**출제 문제**
다음 기록에서 단어 "green"가 들어 있는 줄을 모두 찾아 빠짐없이 옮겨 적으시오. 대문자와 소문자는 구별한다.

**추출된 기록**
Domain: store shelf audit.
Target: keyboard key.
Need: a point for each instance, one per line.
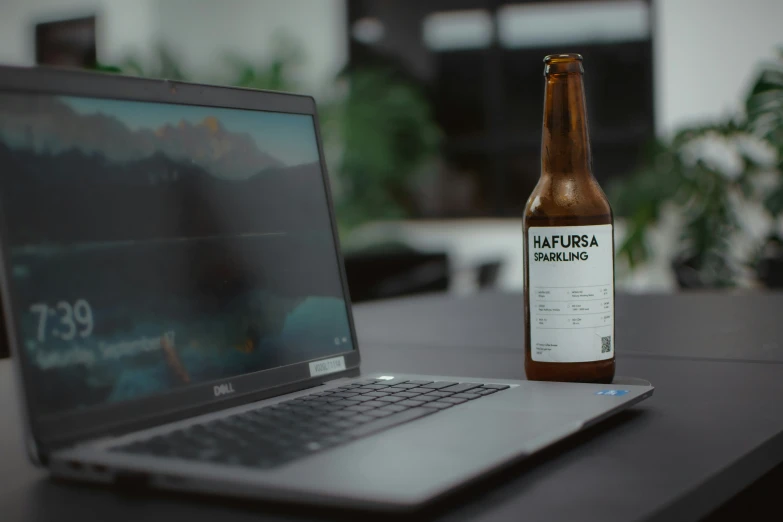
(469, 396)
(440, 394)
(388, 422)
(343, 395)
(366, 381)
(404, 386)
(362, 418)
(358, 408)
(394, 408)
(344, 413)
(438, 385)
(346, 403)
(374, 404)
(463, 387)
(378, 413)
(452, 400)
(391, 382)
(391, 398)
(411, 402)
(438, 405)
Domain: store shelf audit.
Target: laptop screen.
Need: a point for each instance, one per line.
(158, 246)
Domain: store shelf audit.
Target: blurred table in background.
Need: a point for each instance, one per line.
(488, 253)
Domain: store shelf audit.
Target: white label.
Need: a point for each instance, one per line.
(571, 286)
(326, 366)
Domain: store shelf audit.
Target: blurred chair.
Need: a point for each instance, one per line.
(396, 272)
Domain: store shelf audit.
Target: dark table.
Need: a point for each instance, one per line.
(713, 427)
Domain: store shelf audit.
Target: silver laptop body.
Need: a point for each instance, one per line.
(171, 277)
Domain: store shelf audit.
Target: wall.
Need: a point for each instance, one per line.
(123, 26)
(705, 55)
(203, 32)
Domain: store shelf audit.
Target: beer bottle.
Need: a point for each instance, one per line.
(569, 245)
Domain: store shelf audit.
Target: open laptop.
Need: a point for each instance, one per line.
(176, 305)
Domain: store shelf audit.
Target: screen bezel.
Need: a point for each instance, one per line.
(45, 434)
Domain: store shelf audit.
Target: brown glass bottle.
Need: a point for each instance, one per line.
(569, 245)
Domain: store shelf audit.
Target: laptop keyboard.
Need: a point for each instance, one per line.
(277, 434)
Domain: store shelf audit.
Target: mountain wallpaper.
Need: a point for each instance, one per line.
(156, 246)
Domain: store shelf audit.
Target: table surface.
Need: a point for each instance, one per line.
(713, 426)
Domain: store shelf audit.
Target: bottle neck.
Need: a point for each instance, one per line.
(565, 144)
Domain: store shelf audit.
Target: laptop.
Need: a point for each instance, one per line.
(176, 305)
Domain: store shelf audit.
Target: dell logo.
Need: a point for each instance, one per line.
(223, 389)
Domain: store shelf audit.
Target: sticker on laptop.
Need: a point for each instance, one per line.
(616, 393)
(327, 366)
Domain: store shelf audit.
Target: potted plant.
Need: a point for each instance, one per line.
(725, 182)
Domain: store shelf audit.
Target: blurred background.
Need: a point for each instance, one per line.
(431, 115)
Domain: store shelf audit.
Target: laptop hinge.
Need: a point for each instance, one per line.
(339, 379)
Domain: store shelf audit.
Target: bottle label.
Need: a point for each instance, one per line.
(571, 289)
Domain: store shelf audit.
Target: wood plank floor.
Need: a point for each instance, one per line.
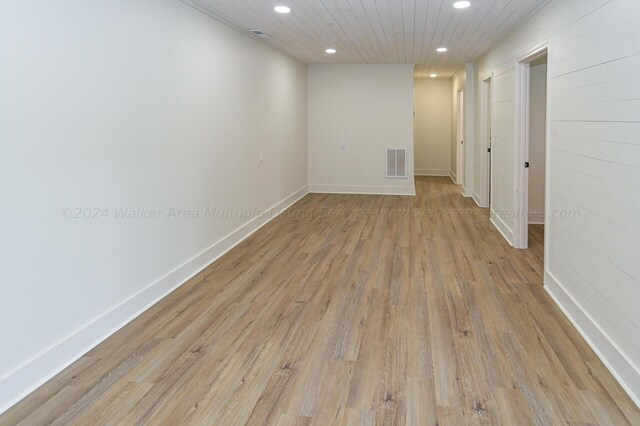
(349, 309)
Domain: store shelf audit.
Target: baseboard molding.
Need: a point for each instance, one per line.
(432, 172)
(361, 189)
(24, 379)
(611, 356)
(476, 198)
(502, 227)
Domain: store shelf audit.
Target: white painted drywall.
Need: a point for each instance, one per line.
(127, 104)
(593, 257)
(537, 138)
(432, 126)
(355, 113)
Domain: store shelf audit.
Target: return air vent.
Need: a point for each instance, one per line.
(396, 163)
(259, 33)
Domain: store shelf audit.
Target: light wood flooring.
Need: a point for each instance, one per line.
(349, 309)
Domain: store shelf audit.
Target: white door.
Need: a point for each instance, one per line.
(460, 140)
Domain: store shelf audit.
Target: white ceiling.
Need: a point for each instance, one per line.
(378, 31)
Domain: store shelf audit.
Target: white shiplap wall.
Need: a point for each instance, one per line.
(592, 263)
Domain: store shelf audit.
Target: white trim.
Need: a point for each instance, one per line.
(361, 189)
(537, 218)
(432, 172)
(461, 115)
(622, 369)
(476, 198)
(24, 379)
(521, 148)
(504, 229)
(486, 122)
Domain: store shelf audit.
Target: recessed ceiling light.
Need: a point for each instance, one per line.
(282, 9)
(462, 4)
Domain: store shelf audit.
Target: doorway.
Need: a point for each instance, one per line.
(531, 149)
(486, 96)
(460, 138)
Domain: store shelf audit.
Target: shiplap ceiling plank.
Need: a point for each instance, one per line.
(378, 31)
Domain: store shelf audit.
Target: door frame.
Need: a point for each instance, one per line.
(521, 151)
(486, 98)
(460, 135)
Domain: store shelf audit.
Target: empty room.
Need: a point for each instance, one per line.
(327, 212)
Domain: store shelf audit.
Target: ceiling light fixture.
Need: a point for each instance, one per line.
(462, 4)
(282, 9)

---

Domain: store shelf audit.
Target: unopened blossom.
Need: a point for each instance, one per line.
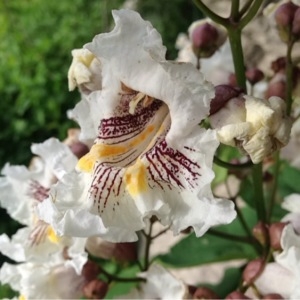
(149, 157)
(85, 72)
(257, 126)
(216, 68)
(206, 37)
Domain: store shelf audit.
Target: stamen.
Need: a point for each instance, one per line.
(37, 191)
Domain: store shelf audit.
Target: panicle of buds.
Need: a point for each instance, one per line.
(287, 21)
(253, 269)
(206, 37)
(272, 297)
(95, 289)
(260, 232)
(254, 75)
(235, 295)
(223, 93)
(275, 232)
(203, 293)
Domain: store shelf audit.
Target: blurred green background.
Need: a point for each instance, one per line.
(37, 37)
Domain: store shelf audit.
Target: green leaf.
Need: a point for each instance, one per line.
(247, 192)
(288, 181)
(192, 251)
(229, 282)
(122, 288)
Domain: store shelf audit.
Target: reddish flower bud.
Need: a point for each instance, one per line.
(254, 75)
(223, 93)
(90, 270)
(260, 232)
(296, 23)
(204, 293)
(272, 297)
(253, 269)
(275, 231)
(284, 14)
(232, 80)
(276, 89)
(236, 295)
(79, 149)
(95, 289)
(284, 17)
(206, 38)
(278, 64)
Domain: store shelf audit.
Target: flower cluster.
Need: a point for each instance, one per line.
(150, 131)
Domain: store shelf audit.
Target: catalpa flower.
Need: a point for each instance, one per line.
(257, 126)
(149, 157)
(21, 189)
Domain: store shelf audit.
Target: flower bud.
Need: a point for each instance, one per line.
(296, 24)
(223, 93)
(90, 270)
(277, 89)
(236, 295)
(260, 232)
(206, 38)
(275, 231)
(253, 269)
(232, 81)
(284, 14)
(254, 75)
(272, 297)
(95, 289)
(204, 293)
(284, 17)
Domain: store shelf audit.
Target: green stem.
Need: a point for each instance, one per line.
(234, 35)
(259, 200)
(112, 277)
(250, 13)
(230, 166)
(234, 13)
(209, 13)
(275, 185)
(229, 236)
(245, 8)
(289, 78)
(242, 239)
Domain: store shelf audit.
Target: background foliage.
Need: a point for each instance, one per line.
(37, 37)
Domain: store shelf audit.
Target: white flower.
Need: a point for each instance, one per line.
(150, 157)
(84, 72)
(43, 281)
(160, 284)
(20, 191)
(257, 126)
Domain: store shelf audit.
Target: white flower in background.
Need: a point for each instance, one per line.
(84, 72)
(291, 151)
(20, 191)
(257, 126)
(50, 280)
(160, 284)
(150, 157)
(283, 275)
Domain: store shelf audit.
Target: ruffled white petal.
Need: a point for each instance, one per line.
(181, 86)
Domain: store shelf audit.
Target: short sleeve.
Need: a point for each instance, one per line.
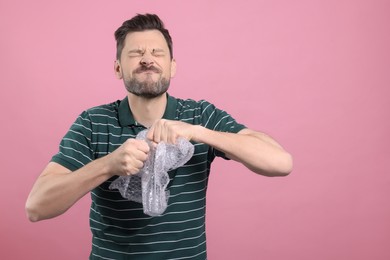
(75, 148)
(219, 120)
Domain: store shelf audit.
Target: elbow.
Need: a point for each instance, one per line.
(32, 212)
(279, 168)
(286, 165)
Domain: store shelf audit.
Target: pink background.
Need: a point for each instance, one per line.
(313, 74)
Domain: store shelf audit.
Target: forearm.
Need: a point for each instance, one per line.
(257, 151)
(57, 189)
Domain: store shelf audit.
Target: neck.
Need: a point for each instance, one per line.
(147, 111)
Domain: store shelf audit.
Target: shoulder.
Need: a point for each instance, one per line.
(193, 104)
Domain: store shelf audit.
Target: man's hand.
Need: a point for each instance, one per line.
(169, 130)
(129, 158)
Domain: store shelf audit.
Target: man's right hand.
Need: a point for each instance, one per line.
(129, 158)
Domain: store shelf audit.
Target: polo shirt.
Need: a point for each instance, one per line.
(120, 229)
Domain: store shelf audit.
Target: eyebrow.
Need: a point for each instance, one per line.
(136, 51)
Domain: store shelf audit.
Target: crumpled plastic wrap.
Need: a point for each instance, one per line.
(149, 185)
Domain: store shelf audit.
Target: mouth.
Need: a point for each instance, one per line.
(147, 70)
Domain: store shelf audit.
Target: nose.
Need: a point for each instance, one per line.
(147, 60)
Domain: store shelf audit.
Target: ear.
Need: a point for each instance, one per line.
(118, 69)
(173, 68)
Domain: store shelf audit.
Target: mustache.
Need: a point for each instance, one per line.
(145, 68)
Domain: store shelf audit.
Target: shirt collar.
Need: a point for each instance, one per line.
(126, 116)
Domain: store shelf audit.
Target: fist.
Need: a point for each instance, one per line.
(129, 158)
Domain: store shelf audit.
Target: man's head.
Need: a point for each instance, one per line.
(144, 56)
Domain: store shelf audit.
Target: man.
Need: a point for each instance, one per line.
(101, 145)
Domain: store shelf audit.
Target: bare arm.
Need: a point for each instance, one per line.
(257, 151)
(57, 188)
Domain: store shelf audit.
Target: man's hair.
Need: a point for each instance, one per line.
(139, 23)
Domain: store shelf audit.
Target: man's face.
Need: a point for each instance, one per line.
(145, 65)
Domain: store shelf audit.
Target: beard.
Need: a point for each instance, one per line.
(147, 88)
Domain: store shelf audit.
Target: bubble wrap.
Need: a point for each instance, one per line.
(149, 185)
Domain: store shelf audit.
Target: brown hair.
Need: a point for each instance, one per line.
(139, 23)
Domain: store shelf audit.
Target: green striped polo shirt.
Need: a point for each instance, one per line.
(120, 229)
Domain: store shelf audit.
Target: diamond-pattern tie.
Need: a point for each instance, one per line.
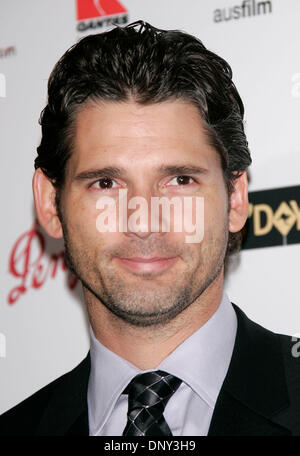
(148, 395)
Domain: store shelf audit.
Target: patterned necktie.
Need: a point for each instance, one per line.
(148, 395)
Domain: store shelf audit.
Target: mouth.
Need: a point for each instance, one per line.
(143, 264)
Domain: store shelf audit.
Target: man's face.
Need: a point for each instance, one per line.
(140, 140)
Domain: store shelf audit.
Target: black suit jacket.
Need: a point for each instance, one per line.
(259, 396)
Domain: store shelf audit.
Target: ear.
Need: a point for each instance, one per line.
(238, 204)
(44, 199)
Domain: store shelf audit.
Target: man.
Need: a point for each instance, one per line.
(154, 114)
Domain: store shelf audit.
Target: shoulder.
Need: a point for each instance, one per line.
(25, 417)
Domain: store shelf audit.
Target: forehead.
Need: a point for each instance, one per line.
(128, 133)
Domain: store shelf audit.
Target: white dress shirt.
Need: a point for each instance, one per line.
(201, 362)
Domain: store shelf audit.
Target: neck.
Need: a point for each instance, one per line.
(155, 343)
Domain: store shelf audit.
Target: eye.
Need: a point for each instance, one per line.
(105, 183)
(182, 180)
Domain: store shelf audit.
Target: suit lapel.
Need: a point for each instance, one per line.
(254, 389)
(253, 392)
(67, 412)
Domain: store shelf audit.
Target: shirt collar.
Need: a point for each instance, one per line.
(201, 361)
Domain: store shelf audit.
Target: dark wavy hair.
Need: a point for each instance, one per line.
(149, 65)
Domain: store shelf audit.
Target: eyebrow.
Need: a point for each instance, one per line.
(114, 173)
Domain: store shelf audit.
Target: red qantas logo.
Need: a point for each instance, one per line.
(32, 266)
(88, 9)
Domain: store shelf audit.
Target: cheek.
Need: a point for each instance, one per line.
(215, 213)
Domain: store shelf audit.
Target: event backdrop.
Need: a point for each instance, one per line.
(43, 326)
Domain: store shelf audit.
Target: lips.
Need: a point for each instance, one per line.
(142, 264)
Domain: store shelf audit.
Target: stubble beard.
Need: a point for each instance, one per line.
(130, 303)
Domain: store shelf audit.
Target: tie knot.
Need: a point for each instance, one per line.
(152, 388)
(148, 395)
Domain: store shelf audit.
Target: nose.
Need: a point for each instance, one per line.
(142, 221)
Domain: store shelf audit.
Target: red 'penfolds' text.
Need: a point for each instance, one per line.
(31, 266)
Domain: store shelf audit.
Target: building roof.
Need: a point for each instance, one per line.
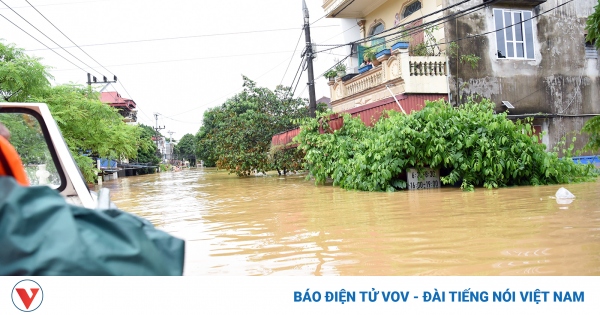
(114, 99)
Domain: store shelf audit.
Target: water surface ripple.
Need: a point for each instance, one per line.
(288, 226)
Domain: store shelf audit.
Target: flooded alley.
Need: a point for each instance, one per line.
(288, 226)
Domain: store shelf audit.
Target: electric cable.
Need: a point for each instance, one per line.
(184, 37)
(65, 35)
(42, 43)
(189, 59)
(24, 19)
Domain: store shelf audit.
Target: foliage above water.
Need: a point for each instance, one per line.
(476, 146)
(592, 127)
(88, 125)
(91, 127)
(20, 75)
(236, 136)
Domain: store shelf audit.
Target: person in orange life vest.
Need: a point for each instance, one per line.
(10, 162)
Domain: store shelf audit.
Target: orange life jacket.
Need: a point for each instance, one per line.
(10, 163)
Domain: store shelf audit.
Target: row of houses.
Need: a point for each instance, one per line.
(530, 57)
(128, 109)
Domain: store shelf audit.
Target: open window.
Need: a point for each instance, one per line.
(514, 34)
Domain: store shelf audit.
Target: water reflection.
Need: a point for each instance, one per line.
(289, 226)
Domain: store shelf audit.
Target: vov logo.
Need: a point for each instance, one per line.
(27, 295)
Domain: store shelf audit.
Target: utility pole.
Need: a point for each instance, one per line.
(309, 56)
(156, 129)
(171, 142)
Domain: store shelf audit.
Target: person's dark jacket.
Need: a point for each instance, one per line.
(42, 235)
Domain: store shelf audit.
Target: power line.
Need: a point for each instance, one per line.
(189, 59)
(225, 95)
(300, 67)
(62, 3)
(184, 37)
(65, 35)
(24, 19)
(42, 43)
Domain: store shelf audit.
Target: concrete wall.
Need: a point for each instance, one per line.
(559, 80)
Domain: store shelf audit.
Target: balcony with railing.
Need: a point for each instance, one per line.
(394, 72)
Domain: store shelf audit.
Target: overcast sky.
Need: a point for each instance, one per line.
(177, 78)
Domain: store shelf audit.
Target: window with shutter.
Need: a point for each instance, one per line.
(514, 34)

--

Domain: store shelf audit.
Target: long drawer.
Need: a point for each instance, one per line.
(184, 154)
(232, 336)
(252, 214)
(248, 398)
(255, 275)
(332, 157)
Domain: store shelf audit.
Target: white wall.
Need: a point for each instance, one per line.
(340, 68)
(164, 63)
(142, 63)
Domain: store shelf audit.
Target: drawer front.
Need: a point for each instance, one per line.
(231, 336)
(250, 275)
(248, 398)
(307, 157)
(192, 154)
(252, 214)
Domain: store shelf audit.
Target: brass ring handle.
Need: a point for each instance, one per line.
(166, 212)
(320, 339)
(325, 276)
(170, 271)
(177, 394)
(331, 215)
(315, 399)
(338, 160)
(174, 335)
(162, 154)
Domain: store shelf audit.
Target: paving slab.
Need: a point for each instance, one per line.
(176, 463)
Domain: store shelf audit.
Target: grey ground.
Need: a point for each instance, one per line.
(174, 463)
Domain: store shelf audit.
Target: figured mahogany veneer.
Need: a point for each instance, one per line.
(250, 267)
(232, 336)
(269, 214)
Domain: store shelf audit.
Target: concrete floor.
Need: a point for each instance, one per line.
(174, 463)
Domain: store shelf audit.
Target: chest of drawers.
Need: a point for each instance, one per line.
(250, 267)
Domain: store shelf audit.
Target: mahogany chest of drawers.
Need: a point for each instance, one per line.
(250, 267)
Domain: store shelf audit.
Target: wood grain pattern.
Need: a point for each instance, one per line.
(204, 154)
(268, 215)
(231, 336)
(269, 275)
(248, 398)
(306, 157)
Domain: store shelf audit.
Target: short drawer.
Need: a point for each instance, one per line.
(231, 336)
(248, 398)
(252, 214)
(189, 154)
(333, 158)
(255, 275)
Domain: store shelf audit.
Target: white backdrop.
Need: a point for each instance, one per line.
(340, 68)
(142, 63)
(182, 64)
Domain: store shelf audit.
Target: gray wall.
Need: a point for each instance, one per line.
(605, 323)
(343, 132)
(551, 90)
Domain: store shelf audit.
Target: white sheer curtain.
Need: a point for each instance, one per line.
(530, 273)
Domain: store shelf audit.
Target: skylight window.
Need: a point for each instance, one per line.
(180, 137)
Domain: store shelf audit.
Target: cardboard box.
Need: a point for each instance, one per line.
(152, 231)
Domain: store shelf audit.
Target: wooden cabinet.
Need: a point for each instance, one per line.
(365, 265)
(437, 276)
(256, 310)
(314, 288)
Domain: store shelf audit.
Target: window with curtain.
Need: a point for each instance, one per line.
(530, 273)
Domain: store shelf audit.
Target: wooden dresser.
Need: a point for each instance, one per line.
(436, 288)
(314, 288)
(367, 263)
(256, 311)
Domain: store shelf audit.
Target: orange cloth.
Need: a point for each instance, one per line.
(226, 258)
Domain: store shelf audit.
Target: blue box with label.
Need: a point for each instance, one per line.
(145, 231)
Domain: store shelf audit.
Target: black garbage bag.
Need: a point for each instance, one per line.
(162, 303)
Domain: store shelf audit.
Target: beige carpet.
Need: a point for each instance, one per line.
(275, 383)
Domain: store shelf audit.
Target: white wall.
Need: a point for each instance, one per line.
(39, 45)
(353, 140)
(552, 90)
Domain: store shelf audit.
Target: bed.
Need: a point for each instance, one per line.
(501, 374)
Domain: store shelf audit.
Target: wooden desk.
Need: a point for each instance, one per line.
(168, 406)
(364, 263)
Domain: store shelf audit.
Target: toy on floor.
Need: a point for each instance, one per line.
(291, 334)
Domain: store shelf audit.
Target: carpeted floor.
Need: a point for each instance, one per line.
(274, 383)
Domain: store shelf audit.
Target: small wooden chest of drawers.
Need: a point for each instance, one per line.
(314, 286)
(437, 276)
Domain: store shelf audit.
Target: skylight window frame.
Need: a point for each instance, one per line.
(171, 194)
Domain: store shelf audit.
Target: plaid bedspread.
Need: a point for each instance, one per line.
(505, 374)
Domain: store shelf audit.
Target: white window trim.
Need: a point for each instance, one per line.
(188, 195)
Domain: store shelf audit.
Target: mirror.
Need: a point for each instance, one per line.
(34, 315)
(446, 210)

**최종 결과**
Target: blurred green background.
Target: green leaf.
Target: green stem.
Target: green striped polo shirt.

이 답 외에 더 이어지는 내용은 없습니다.